Stated exercise: Edit the material starting at the line "Detect black baseball cap." and ending at the end of the material so that "chain-link fence" becomes "wire fence", with everything else unchanged.

Annotated coordinate records:
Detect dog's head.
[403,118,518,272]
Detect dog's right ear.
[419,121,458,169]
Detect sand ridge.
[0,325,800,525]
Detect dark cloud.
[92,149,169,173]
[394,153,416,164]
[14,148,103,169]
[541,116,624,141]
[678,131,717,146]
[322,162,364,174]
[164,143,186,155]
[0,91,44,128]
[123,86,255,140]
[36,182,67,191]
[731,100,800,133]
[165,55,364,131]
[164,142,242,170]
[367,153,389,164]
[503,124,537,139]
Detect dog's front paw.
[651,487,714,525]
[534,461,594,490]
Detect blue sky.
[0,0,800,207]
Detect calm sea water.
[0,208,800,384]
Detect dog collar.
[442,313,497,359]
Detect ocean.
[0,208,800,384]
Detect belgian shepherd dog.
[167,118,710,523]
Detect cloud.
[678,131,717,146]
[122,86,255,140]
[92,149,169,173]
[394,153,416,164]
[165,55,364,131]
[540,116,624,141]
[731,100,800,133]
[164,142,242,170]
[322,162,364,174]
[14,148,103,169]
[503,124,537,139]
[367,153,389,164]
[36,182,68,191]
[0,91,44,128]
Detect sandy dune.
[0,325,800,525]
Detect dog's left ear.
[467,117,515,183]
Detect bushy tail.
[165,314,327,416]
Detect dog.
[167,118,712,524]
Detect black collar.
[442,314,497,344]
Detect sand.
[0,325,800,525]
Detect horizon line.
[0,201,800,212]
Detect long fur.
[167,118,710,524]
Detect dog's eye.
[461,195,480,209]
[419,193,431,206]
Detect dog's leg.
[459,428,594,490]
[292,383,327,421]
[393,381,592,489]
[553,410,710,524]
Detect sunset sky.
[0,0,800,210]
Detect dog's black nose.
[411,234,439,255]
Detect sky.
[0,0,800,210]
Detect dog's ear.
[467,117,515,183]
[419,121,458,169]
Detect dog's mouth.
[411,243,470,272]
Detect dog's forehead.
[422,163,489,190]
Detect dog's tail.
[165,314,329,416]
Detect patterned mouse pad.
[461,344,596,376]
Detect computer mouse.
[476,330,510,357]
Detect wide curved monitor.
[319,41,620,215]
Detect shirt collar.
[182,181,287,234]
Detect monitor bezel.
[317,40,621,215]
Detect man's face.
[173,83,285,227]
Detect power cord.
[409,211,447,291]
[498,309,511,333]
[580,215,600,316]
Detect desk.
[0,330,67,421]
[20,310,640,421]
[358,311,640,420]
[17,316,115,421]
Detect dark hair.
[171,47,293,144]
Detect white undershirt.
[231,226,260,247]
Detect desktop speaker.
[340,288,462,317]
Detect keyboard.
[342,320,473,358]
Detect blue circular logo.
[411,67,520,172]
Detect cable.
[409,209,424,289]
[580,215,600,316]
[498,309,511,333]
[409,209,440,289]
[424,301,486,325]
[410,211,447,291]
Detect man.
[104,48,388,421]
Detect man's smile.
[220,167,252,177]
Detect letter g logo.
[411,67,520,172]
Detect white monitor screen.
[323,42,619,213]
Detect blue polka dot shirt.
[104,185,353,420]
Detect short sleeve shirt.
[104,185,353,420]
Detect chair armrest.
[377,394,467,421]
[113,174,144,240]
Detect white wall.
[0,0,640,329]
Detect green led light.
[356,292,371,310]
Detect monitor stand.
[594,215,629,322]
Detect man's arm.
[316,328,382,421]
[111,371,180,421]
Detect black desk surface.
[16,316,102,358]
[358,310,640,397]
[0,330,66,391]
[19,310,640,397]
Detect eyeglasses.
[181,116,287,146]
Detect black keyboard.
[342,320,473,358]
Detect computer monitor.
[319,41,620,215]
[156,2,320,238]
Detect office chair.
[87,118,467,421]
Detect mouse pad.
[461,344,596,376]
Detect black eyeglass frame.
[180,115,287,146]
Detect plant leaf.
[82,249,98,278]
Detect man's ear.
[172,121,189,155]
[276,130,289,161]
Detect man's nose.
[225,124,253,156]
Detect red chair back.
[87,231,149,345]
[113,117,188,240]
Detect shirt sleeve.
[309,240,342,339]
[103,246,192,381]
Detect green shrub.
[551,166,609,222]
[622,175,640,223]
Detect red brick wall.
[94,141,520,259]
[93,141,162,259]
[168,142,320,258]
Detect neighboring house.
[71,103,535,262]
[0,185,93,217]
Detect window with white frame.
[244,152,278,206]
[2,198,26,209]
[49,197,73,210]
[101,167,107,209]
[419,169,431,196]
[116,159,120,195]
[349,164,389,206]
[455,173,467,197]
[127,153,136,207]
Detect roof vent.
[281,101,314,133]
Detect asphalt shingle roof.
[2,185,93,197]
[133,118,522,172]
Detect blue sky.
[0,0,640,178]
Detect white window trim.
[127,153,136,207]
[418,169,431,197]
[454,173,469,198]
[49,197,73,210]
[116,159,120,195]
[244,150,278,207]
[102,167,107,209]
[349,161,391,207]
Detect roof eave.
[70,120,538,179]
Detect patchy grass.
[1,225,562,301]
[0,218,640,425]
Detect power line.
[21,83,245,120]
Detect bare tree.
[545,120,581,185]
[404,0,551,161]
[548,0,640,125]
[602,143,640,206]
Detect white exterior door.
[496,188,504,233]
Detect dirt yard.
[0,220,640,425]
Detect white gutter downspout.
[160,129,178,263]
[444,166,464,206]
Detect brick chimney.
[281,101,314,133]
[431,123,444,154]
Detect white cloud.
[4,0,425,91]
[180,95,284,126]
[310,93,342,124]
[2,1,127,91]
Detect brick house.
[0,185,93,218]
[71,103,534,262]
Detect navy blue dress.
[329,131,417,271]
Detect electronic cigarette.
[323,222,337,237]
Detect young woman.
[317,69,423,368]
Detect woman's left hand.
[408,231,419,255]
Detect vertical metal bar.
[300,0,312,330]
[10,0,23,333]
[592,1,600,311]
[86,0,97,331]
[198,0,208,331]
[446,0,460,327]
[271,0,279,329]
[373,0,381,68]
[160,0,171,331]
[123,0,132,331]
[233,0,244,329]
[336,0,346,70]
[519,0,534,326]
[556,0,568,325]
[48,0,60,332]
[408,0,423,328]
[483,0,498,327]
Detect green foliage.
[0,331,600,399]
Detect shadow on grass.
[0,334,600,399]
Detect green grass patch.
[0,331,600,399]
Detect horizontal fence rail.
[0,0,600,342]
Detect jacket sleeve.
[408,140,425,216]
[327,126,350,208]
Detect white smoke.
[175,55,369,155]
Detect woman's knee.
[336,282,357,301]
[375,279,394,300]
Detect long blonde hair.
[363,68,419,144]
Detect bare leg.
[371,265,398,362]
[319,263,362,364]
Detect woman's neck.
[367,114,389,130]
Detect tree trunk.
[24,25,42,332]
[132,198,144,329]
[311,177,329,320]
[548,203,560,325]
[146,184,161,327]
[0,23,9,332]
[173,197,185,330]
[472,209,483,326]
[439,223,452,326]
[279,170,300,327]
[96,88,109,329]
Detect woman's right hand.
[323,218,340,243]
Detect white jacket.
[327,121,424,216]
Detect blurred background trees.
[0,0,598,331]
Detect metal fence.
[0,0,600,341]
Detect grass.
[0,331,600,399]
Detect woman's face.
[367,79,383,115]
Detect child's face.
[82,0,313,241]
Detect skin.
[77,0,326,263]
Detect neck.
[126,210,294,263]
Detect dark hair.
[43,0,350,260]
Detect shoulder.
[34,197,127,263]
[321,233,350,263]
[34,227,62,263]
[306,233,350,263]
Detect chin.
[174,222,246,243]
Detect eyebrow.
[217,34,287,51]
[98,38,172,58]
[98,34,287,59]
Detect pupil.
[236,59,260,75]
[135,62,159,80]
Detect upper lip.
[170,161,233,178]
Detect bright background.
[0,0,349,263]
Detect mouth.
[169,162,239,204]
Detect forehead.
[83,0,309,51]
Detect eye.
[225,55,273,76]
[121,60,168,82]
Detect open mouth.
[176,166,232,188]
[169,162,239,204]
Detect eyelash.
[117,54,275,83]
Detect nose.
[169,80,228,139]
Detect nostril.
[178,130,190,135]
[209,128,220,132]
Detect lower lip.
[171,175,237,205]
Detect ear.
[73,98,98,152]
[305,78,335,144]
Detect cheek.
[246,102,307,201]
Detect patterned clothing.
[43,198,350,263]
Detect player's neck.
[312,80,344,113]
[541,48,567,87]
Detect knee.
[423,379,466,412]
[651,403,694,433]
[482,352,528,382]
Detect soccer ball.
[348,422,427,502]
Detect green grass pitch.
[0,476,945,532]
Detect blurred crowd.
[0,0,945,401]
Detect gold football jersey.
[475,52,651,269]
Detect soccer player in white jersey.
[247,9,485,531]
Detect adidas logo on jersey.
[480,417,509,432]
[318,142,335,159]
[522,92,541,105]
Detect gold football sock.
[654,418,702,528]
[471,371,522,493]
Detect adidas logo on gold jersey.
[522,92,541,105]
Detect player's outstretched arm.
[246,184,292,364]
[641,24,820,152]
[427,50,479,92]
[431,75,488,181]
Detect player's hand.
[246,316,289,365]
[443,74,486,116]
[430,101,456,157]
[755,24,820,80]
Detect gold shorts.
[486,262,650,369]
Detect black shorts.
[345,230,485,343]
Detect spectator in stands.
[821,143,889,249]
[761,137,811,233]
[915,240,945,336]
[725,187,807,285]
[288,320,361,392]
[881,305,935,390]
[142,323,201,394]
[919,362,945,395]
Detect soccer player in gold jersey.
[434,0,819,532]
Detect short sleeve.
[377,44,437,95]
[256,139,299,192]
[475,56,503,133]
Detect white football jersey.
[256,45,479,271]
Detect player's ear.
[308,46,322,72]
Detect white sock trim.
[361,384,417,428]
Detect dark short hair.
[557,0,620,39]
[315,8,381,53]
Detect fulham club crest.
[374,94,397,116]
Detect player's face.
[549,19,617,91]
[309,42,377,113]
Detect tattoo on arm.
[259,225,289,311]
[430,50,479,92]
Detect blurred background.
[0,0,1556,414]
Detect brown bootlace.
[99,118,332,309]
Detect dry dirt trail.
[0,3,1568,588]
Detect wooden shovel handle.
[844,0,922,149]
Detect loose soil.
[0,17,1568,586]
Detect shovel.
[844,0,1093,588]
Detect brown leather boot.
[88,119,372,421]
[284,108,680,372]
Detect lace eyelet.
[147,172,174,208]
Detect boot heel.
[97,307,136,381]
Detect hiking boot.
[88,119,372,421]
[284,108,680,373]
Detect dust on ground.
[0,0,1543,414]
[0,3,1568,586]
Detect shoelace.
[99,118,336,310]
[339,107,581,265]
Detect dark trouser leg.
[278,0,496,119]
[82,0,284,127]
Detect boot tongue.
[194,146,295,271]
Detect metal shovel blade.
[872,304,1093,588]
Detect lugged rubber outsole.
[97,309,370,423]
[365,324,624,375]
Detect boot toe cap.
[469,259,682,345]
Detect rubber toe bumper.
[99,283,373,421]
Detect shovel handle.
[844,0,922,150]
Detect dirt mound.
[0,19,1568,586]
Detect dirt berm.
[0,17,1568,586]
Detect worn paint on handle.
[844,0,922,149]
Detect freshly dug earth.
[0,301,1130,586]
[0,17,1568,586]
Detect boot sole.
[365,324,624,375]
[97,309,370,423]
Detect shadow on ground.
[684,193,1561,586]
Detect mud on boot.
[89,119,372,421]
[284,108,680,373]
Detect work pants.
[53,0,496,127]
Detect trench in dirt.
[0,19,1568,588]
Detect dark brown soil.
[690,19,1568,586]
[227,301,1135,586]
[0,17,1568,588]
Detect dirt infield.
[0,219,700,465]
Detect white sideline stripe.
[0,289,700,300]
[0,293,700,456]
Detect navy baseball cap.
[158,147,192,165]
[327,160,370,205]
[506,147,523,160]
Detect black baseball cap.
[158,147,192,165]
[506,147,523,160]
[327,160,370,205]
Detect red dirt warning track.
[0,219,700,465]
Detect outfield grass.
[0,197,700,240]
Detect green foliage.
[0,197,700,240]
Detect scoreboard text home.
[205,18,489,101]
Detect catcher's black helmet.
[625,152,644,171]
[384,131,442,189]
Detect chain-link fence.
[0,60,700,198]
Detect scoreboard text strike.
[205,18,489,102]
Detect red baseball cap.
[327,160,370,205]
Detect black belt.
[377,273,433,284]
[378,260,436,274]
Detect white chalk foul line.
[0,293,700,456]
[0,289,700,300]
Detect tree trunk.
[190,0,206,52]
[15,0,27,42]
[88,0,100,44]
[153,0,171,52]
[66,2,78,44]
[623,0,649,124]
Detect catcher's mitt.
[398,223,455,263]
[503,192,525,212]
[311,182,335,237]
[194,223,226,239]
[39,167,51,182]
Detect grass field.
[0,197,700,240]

Written answer:
Detect black baseball cap.
[158,147,192,165]
[506,147,523,160]
[327,160,370,205]
Detect red dirt warning track.
[0,219,700,465]
Detect outfield grass.
[0,197,700,240]
Detect green foliage.
[0,197,700,240]
Detect scoreboard text home.
[205,18,489,101]
Detect catcher's black helmet.
[625,152,644,171]
[384,131,442,189]
Detect wire fence.
[0,60,700,198]
Detect scoreboard text strike.
[205,18,489,102]
Detect red baseball cap.
[327,160,370,205]
Detect black belt.
[377,273,433,284]
[378,260,436,274]
Detect white chalk foul line.
[0,293,700,456]
[0,289,700,300]
Detect tree trunk.
[190,0,206,52]
[15,0,27,42]
[88,0,100,44]
[153,0,171,52]
[66,2,78,44]
[623,0,649,124]
Detect catcher's mitt.
[398,223,455,263]
[503,192,525,212]
[311,182,335,237]
[194,223,226,239]
[39,167,51,182]
Detect grass field.
[0,197,700,240]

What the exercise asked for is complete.